- _EXERCISE BRIEF_
Repeat all of the records verbatim.

- _Referring expression pointing data_
++++

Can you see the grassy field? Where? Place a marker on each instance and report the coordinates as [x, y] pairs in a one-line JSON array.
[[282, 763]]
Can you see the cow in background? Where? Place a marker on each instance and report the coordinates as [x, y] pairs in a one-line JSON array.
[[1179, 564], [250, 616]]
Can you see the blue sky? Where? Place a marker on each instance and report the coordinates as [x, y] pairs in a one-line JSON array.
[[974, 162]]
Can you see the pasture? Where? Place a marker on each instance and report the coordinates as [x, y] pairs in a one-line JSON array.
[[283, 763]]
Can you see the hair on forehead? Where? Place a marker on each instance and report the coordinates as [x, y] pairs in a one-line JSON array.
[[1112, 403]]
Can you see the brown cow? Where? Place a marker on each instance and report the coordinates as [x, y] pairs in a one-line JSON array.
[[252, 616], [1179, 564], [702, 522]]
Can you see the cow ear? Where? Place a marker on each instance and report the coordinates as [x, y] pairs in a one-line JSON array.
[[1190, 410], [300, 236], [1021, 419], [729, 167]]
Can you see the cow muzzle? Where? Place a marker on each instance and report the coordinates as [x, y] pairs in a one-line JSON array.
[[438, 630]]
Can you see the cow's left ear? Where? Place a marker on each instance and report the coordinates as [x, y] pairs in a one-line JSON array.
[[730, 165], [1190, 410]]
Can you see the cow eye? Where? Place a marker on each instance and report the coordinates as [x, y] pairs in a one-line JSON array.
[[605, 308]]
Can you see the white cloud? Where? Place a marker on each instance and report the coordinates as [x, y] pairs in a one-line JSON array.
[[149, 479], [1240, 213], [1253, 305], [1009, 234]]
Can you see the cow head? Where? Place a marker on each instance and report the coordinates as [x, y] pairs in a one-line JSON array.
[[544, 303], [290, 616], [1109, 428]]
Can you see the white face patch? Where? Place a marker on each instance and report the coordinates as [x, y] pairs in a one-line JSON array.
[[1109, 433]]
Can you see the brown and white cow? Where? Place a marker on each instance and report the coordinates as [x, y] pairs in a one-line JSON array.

++++

- _EXERCISE ANSWER_
Can you see the grassy field? Where? Place a marker on each instance and report the coordinates as [x, y] pairs in a one-line JSON array.
[[282, 763]]
Can you see the cow in background? Where? Place a marker on each instance and report the coordinates as [x, y] pairs in a one-line JSON array.
[[1179, 564], [250, 616]]
Can you see the blue sky? Where? Place a marker on each instance and report the coordinates as [x, y] pairs in a one-line JSON array.
[[974, 162]]
Can you see the pasture? Where? Place a marker on each instance and report the coordinates as [x, y] pairs in a one-line JSON array.
[[283, 763]]
Can you see the hair on forehead? Where? Place a marker on each instance and report the coordinates as [x, y] pairs in a one-line JSON array.
[[1112, 403]]
Can you see the brown cow? Where? Place a marker on each instance and report the coordinates as [x, y] pairs in a one-line JSON array.
[[252, 616], [1179, 564], [702, 522]]
Can you see the cow ear? Where? Place a marker on each instance and report the coordinates as [x, y] pairs in a one-line JSON array.
[[1190, 410], [300, 236], [1021, 419], [729, 167]]
Can you see the cow muzzle? Where? Place a marker on each instance and report the coordinates as [x, y] pairs in a one-line JSON array.
[[438, 630]]
Can you see the cow's left ear? Where? Place a marker on each instance and report the coordinates as [x, y] pairs in a one-line JSON array.
[[730, 165], [1190, 410]]
Can you see the cow eye? Where? Place a marker on each instance and report the coordinates as [x, y] pairs in a one-line JSON array.
[[605, 308]]
Can you see the white cloud? Where? Place a marker on each instance and report the coordinates as [x, y] pairs in a one-line JSON array.
[[149, 479], [1240, 213], [1253, 305], [1009, 234]]
Can you see the cow head? Where? Place a marker on each instance and report the coordinates as [x, y] pairs in a one-line JSON array.
[[544, 303], [290, 616], [1109, 428]]
Can you see the white face patch? Where? Place a marker on each instance and report the coordinates as [x, y] pairs in a one-line JSON array.
[[1109, 433]]
Can you see the brown and white cow? Where? Place a marker on each instance and report the coordinates as [x, y] pairs in a one-line JSON array.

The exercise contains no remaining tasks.